Task goal
Pictures aside, return all of the records exactly as they stand.

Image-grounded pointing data
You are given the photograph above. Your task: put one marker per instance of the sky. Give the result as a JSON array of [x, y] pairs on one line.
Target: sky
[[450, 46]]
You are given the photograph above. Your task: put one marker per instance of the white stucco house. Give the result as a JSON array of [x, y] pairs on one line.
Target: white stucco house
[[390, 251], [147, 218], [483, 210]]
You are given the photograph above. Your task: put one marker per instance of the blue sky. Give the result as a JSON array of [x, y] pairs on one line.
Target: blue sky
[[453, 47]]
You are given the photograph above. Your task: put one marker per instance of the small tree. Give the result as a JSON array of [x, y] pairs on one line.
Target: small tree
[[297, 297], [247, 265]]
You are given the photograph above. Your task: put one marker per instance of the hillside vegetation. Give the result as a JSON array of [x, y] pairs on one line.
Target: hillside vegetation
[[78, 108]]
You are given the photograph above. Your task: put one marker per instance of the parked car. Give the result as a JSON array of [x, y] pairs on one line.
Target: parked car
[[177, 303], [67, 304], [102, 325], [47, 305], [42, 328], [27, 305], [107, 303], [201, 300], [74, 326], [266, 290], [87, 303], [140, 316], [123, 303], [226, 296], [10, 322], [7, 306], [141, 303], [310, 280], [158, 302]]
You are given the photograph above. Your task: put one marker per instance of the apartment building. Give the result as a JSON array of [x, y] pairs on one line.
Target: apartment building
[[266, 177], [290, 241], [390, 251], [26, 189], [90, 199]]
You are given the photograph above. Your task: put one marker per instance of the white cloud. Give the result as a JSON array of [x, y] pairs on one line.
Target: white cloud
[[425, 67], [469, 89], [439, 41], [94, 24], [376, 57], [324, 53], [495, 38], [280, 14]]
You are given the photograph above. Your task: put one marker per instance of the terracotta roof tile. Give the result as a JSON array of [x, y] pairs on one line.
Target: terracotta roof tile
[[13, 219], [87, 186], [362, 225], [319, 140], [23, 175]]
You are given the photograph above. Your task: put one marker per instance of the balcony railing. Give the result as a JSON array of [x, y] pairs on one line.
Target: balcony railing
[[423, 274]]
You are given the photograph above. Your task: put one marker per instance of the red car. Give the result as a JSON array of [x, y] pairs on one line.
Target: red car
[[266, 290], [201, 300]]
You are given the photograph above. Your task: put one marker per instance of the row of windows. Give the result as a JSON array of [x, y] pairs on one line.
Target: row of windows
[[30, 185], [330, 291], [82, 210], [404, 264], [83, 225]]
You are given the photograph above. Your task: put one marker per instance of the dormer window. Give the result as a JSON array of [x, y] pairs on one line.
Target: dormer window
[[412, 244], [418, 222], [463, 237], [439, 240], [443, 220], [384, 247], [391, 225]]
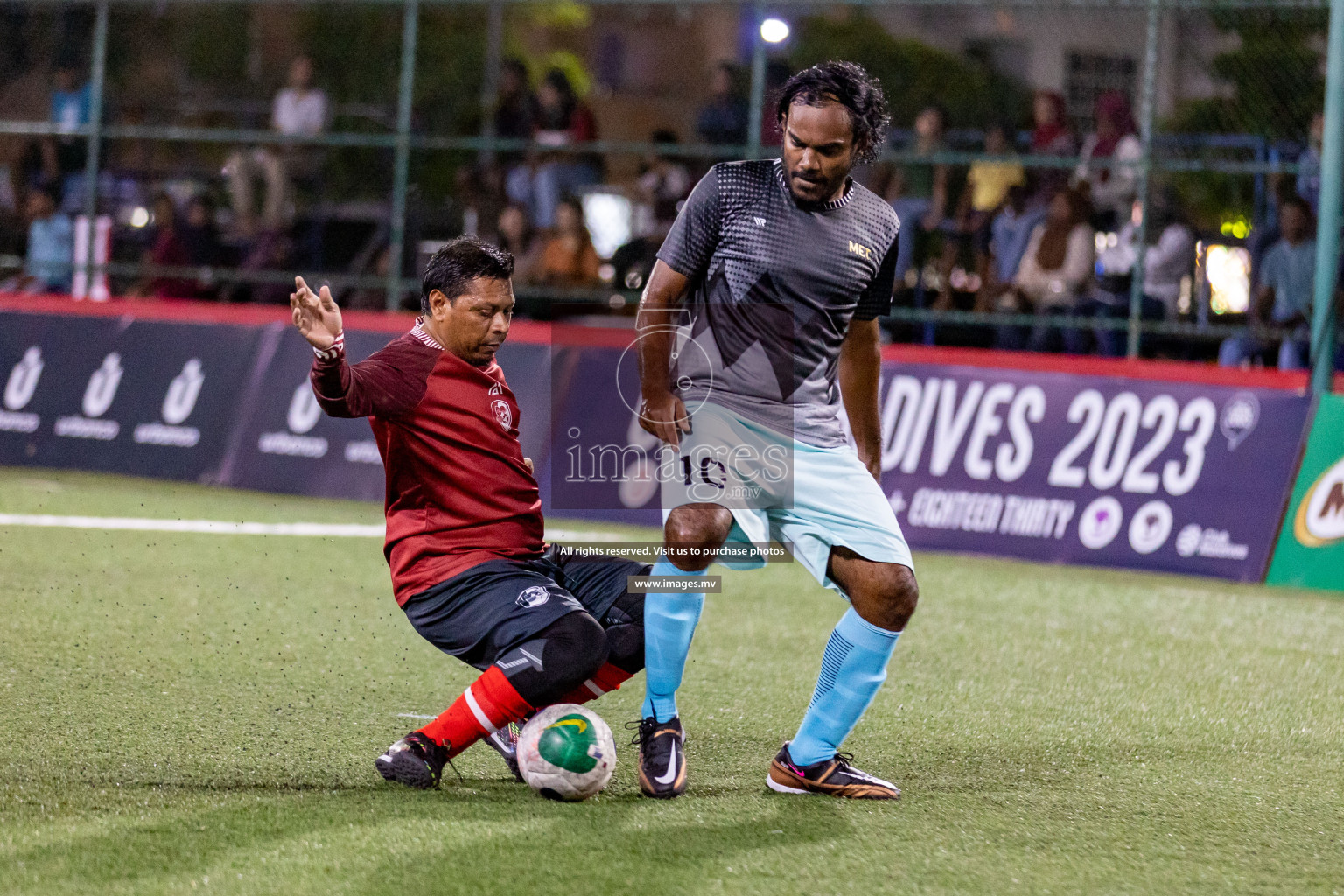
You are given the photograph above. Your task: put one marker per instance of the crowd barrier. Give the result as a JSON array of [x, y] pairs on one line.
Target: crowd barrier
[[1123, 464]]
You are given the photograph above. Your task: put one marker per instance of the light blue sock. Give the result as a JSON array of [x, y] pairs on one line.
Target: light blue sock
[[668, 624], [852, 668]]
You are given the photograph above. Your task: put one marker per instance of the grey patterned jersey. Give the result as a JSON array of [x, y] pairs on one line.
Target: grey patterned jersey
[[773, 285]]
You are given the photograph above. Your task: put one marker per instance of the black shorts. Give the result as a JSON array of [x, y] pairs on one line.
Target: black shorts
[[486, 612]]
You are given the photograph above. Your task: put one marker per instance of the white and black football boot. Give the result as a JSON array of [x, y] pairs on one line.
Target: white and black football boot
[[414, 760], [832, 777], [662, 757]]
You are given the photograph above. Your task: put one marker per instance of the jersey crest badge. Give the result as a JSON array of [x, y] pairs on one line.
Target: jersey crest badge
[[534, 597]]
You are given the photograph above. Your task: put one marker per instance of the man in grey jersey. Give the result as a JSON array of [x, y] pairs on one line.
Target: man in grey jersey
[[759, 313]]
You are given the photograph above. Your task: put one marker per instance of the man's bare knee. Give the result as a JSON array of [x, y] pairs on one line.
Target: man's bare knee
[[694, 534], [886, 597]]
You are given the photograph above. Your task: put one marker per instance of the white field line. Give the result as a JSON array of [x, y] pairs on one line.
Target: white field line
[[222, 527]]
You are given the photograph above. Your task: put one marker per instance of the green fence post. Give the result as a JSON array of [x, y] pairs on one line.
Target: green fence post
[[402, 158], [97, 75], [1328, 231], [491, 83], [1145, 125], [757, 101]]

Result for this exercise
You are given the photograph above. Your task: put one marker per instance of the sky. Give the result as a JSON array of [x, y] pairs on one line.
Target: sky
[[450, 46]]
You are given the photograph above. Your task: put one marker per instance of the white stucco house. Give the result as a JSON array of [x, y] pairs on one line.
Target: white stucco house
[[390, 251], [147, 218], [483, 210]]
You are given the photograph above. Your task: put one marker per instance of the blue sky. Give the result as a JSON array of [x, y] pairs on one line.
Target: blue sky
[[453, 47]]
You are given the photograph above. Your task: put one marker per instance of the small tree. Give the result as a JSON array of [x, y] pairs on one line.
Target: small tree
[[297, 297], [247, 265]]
You are given the photograph above. Your task: put one marker per instance of the hillside vegetation. Give the result as a JSON array of [x, y] pairs on one line.
Target: hillside vegetation
[[78, 108]]
You are given the photograph above. Your task: put one marker per instance of the parked car. Give the result as a JSON array of [x, y] pairs on one line.
Target: parked car
[[177, 303], [67, 304], [102, 325], [47, 305], [42, 328], [27, 305], [107, 303], [201, 300], [74, 326], [266, 290], [87, 303], [140, 316], [123, 303], [226, 296], [10, 322], [7, 306], [141, 303], [310, 280], [158, 302]]
You are given the photograph above. Your task: put one marker per instance of the apartment building. Give the result as a JSON array of [x, y] pairs on one line.
Target: apartment building
[[266, 177], [290, 241], [390, 251], [26, 189], [90, 199]]
You are given the photograph above. Your task: put one marker per instance of the white cloud. Give the result as a JSON array of [x, y] pairs on one line.
Target: white cloud
[[425, 67], [469, 89], [439, 41], [94, 24], [376, 57], [324, 53], [495, 38], [280, 14]]
You are given the photograph above. Your task: put one marker per instance of the terracotta roof tile. Give the result as a JSON array of [x, y] pairs on one line.
Target: terracotta roof tile
[[13, 219], [87, 186], [362, 225], [319, 140], [23, 175]]
You are given the photograph above. Your task: put one marker per instance of the balcony railing. Give the result as a JSON array of [x, y] pairs on one line.
Target: balcony railing
[[423, 274]]
You are given the photograph above. Your task: put one marker per instance of the red car. Give the result as a JSON array of [x, y] pairs on one line.
Target: red car
[[266, 290], [201, 300]]
You are given the photograph above. Your task: put one marker per instance of the row of windows. Give the result as a JSON array of [x, y] pairs on one line.
Target: row of windows
[[30, 185], [330, 291], [82, 210], [404, 264], [83, 225]]
You are given the photograph above. Your task: put one marker per instance of the dormer window. Give the result as a JSON array of [x, y] pairs on one line.
Target: dormer window
[[412, 244], [418, 222], [463, 237], [439, 240], [443, 220], [384, 247], [391, 225]]
You are given the photograph above. Your task: put one marker per instance of the crowd barrier. Give the result as a JSON array of [x, y] pairs on one line.
Target: crowd barrier
[[1123, 464]]
You are given the photograph above. Your task: put one marker per instance of the light blue sock. Give the result as a JSON array of [x, y] pairs on one line.
Target: light blue sock
[[668, 624], [852, 668]]
You are given the photograph above. Your task: put one marker per instance of the grey patterned jersey. Give the result as a JSON array of [x, y] pairs on one line.
Target: grey patterned jersey
[[773, 285]]
You are given the photograph above. Your task: put one marker per instance of the black shorts. Give the result as a JSON array of [x, y] pairs on one line.
Target: black shorts
[[486, 612]]
You are given the photograph above. Your task: put one marker per instance of the white and black football boot. Give the result as a JSON array of [x, y] pairs on one line.
Target: white and black football boot
[[414, 760], [832, 777], [662, 757]]
You are given the photograph above. Your task: put one marker per instance of the jersey crest badge. Give the result as a JSON array of [x, y] pairs on one line.
Target: jersey crest badge
[[534, 597]]
You are given the photograph above. Your task: put one marker per instance of the man in grey jersey. Give the result as a JSON array of [x, y] pairs on one line.
Target: man in grey jersey
[[759, 313]]
You are given the photograph above. Your task: put one marker per instance of the man's bare knee. Give the result as a JSON array of [x, y] pairs on one line.
Target: man's bare knee
[[694, 534], [886, 597]]
You are given the photograph above. Your task: put one marker per instance of the white field line. Give the result as a JSON array of [x, y] pairs on one line.
Target: white field line
[[222, 527]]
You are given the photograph above. Your task: put one marker per instance of the green fence post. Give the result as a JSON array of [x, y] pairs on one line.
Target: green fence post
[[402, 158], [97, 75], [1328, 231], [491, 83], [1145, 125], [757, 101]]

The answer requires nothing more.